Assignment: From the data below, copy each line that includes the word "chair".

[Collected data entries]
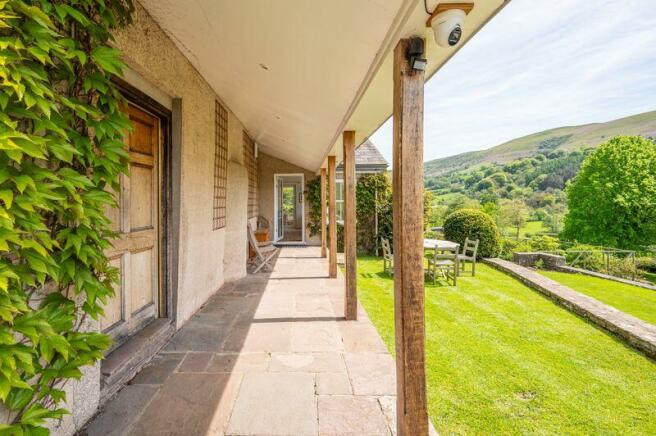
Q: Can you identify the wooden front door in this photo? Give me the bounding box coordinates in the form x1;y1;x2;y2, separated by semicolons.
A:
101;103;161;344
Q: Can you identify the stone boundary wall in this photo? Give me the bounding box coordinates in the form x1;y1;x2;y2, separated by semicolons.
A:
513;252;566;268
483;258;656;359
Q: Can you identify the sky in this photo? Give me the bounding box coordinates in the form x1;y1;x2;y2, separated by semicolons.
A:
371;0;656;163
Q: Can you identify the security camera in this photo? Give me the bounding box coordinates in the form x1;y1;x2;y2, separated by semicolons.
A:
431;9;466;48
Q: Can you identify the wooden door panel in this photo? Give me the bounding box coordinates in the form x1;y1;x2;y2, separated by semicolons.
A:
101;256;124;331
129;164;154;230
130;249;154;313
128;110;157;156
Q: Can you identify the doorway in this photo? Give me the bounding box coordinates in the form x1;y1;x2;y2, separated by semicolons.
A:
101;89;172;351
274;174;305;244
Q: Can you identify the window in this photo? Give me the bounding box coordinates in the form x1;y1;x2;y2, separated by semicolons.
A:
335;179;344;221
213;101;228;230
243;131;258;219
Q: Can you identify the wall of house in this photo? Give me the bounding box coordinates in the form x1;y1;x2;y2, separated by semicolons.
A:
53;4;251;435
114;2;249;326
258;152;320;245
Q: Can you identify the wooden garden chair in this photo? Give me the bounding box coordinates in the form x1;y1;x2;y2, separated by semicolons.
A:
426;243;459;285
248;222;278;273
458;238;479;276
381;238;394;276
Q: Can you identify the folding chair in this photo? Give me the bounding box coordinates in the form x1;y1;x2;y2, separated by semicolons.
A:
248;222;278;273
* * *
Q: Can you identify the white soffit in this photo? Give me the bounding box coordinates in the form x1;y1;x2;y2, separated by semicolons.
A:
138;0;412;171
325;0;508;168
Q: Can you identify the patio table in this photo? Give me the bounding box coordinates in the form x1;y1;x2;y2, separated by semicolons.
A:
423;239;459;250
...
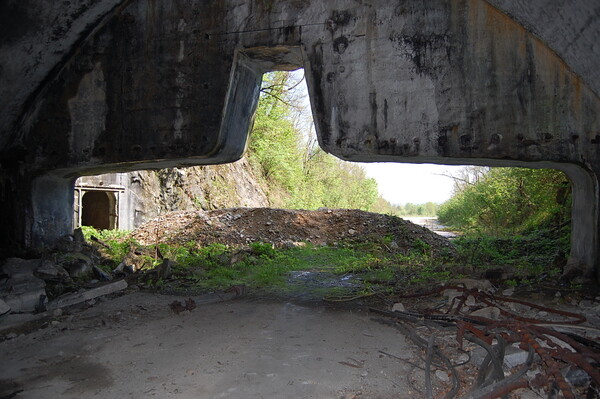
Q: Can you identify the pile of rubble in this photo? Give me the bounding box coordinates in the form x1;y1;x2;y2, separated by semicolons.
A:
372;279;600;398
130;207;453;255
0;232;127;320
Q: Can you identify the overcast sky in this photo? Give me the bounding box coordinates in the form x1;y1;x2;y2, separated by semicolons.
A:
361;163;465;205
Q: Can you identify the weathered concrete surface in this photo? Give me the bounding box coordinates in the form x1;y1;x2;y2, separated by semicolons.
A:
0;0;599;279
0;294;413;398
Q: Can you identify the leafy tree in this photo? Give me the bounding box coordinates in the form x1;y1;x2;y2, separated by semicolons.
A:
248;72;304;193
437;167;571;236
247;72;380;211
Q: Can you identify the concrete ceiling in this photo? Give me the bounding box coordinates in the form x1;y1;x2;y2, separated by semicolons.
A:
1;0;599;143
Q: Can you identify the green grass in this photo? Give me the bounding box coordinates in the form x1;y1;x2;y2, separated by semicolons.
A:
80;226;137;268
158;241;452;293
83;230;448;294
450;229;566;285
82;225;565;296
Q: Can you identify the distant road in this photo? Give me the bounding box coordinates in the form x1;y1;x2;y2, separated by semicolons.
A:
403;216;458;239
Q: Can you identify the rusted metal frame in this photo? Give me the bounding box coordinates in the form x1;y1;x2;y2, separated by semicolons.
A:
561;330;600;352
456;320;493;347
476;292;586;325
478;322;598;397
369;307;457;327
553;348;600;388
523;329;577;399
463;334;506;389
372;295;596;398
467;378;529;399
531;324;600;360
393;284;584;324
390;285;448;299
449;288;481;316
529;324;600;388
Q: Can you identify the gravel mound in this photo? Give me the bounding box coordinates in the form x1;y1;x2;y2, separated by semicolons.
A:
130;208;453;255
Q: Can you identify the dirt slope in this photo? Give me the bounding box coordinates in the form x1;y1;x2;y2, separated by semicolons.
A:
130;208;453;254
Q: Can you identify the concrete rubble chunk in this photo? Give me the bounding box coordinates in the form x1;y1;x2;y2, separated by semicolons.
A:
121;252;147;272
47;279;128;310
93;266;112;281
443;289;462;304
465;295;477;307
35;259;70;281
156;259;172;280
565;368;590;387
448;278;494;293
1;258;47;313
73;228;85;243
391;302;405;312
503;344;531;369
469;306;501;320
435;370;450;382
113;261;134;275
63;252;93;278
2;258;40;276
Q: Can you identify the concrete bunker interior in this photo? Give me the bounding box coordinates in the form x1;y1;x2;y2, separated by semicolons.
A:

Result:
Q: Can you identify the wooden garden chair in this photo? Give me the bounding box coordinates in the form x1;y1;x2;y2, separated by semicolons.
Q: Can you identify the folding chair in this photo? Give me the bounding box coordinates in the form x1;y1;x2;y2, separated by semicolons.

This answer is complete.